**TO-DO LIST**
1. According to the text on Biden administration immigration policy, what is Biden mostly trying to do with the immigration system?
2. Pick up the text on Biden administration immigration policy after its final sentence and continue it.

The Biden administration's outlook on immigration is similar to the administrations of past presidents from both parties prior to Trump, Alden said. Besides some minor staff additions to process more asylum cases, Biden is mostly trying to return the system to how it was before Trump took office by rolling back Trump's policies.

Biden's perspective on interior enforcement, leading to the arrest of unauthorized migrants, is similar to that of presidents Barack Obama and George W. Bush. All three administrations prioritized not removing people who have been in the U.S. for long, have jobs, and often have U.S. citizen children. Instead, these administrations prioritized targeting people who have committed crimes or entered the U.S. recently, Alden said.

Previous administrations worked with Mexican authorities to address border issues and the Biden administration is working directly with officials in Central American countries, where many of the migrants originated.

**Object position labeling entries**
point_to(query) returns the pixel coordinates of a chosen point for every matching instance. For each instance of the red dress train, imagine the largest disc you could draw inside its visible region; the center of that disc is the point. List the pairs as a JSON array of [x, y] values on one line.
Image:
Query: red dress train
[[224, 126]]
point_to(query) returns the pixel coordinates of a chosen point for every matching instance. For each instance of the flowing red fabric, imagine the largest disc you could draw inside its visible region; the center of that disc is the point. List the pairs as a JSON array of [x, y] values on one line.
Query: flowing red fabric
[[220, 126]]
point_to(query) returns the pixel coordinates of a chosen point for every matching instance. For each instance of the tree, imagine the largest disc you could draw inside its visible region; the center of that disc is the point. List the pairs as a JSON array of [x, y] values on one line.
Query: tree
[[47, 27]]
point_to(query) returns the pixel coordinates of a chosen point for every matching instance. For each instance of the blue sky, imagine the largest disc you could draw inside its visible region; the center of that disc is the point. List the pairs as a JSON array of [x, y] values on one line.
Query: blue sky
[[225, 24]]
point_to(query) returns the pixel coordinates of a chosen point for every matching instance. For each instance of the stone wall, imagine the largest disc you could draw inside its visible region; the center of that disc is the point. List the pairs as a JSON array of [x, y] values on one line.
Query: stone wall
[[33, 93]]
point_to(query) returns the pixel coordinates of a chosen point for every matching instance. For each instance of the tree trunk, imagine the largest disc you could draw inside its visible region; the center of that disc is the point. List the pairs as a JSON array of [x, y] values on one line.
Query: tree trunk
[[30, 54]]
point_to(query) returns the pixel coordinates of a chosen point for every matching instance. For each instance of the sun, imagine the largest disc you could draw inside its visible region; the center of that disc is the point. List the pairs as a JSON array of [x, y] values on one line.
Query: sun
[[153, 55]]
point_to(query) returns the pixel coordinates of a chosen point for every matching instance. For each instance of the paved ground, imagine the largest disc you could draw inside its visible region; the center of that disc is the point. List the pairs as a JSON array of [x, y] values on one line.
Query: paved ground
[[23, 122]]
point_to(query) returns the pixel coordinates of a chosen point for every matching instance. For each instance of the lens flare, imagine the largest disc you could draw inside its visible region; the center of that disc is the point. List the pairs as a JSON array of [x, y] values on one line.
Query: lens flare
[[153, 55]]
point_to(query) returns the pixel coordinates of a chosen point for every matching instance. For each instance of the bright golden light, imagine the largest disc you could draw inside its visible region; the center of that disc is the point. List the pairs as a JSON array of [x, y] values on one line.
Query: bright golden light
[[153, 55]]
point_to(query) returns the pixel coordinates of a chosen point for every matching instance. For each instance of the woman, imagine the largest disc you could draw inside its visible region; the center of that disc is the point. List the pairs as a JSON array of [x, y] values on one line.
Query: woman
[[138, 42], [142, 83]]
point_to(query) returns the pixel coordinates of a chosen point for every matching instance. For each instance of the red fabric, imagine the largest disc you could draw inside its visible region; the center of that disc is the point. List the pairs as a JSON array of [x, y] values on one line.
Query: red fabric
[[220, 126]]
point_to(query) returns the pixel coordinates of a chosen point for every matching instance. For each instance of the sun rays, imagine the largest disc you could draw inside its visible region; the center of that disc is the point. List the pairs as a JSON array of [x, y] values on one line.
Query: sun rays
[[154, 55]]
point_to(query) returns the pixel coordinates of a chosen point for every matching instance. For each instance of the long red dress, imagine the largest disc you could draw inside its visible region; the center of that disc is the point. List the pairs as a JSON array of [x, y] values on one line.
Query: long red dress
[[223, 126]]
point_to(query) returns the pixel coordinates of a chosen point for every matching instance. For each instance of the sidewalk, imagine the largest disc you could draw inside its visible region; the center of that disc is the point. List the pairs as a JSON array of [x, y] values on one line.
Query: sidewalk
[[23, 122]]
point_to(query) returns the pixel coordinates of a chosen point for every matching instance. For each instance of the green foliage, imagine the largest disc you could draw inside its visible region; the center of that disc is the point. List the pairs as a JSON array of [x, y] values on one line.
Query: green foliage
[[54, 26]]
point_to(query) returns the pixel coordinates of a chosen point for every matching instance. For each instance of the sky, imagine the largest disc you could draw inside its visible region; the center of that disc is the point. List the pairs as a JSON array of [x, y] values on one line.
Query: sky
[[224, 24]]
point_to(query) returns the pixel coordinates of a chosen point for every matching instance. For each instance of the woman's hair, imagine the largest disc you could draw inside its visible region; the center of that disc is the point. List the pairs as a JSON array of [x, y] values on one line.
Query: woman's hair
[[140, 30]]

**WRITTEN ANSWERS**
1. He is mostly trying to return the system to how it was before Trump took office by rolling back Trump's policies.

2.
"But Donald Trump had moved the bar very, very far," Alden said. "And so now the Biden administration gradually returning border management to that more normal situation is decried by conservatives as an open-borders policy. Because the Trump administration was prepared to go so far in closing down the borders, any move from that in comparison looks like an 'open-borders' policy."

Streamlining asylum cases under Biden

The Biden administration has turned its attention to more efficient asylum hearings, Mittelstadt wrote. With an improved system for processing cases, the U.S. could determine more quickly who has a valid case to stay in the U.S. The administration seeks to have more asylum officers hear asylum cases rather than put these cases in the backlogged immigration court system, Mittelstadt wrote.

It is also expanding alternatives to detaining migrants, such as with ankle bracelets and smartphone tracking. Mittelstadt noted a record number of migrants are being placed in these programs.

Trump implemented the Migrant Protection Protocols, which allowed U.S. authorities to send asylum seekers to Mexico while they wait for an immigration judge to review their case. The policy, implemented in January 2019, ended up limiting both legal and illegal immigration. It had 68,000 people enrolled by the end of 2020.

The Trump administration also made asylum agreements with El Salvador, Guatemala, and Honduras that required asylum seekers in the region to first seek refuge in those countries before applying to the U.S.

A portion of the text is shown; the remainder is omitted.